[Pointing material]
==========

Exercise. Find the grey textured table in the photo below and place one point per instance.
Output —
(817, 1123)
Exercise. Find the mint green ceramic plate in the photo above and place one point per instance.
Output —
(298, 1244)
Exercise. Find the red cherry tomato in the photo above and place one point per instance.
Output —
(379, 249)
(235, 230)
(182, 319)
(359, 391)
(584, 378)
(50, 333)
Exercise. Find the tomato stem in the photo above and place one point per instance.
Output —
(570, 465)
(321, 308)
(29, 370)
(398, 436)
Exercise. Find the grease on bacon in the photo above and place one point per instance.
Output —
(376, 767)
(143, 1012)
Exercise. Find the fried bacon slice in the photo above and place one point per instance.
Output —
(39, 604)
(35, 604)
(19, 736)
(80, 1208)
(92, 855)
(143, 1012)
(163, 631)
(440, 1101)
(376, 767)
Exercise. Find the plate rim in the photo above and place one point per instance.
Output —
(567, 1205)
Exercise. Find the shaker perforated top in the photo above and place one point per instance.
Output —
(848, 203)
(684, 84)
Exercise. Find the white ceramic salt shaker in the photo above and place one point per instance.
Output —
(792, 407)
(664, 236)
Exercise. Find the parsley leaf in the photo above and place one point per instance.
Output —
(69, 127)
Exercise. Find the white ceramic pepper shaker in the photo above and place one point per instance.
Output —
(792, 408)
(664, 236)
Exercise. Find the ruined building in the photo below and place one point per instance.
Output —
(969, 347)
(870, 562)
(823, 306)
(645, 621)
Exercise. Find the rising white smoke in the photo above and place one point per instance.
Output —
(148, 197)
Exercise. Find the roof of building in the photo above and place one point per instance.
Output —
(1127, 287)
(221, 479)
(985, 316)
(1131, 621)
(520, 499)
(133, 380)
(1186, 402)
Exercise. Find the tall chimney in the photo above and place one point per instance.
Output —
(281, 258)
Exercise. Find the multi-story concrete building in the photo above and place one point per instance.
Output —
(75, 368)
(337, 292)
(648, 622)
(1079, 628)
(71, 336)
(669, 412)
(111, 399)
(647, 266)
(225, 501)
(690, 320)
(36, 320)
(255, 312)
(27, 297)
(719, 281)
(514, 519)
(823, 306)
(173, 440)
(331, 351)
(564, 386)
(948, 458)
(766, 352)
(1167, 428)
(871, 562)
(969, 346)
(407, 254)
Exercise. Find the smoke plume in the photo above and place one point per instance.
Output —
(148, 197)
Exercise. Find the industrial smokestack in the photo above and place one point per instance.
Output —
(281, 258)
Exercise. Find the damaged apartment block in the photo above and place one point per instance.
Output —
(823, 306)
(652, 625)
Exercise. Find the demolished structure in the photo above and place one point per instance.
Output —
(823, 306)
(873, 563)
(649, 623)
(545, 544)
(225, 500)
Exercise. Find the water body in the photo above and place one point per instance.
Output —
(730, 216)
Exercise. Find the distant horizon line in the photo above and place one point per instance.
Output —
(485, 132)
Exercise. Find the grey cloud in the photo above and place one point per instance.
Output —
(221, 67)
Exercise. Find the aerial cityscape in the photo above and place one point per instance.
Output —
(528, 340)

==========

PROBLEM TO SOLVE >>
Reproduce all of the material above word for word, leaving every line unchanged.

RESULT OF THE TASK >>
Exercise. Find the grey textured table in the photo below and place one point per instance.
Output —
(817, 1123)
Exercise. Find the mint green ceramic plate in the photo above and place one point per instance.
Output —
(298, 1244)
Exercise. Find the red cherry tomato in the photo above and place one point per instance.
Output —
(379, 249)
(235, 230)
(182, 319)
(359, 391)
(584, 378)
(50, 333)
Exercise. Find the tomato stem in the photo above and place one point per instance.
Output —
(570, 465)
(321, 308)
(29, 370)
(398, 436)
Exercise. Find the grease on bacon in the photo above and place one point per instance.
Output —
(376, 767)
(143, 1012)
Exercise. Find the fried bacon slice in the photo above and place one point per instance.
Output —
(39, 604)
(35, 604)
(19, 736)
(80, 1208)
(92, 855)
(143, 1012)
(163, 631)
(440, 1101)
(376, 767)
Exercise. Find the plate rim in the photo above and place one point per instance.
Output —
(567, 1205)
Exercise. Find the shaker perforated top in the photo above and place one point per instance.
Output —
(848, 203)
(684, 84)
Exercise. Find the white ceramic salt shaker in the photo above and place one point per instance.
Output —
(792, 407)
(664, 236)
Exercise. Find the parsley leaf in the photo above and place one point per instance.
Output —
(69, 127)
Exercise. Find the white ceramic pepper shaker in the photo above and place one point per instance.
Output —
(792, 408)
(664, 236)
Exercise. Find the ruined building in the photo below and place one point per instance.
Output —
(969, 347)
(870, 562)
(823, 306)
(645, 621)
Exercise. Find the rising white smoke in the photo above and place one point per instance.
Output —
(148, 197)
Exercise. Find the roof of building in the photo above and place one point per instance.
Output —
(1127, 287)
(221, 479)
(985, 316)
(1131, 621)
(520, 499)
(133, 380)
(1186, 402)
Exercise. Find the tall chimney in the photo above and place one point per instance.
Output —
(281, 258)
Exercise. Find the multi-story concrete building in the photo above and place one point per instance.
Output —
(75, 368)
(337, 292)
(648, 622)
(1079, 628)
(71, 336)
(669, 412)
(111, 399)
(647, 266)
(225, 501)
(690, 320)
(36, 320)
(255, 312)
(27, 297)
(719, 281)
(514, 519)
(823, 306)
(173, 440)
(331, 351)
(564, 386)
(948, 458)
(766, 352)
(1167, 428)
(871, 562)
(969, 346)
(407, 254)
Exercise. Find the smoke plume in the photo above and place one point per instance.
Output —
(148, 197)
Exercise. Find the industrial smokestack in the photo above and place one point per instance.
Output —
(281, 258)
Exercise. Find the damaged apartment block in the photo above and place one point per instance.
Output —
(823, 306)
(652, 625)
Exercise. Find the demolished structure in the photo above and place one point per instance.
Output —
(823, 306)
(873, 563)
(649, 623)
(545, 544)
(225, 500)
Exercise. Find the water body in the photo above and place one point per instance.
Output —
(730, 216)
Exercise. Find the distant horizon line in the photo above and place one point per instance.
Output —
(485, 132)
Exercise. Find the grey cloud in the photo above and place one point per instance.
Output —
(221, 67)
Exercise. Find the aerial cityscape in the photo above and place one point per instance.
Output —
(528, 340)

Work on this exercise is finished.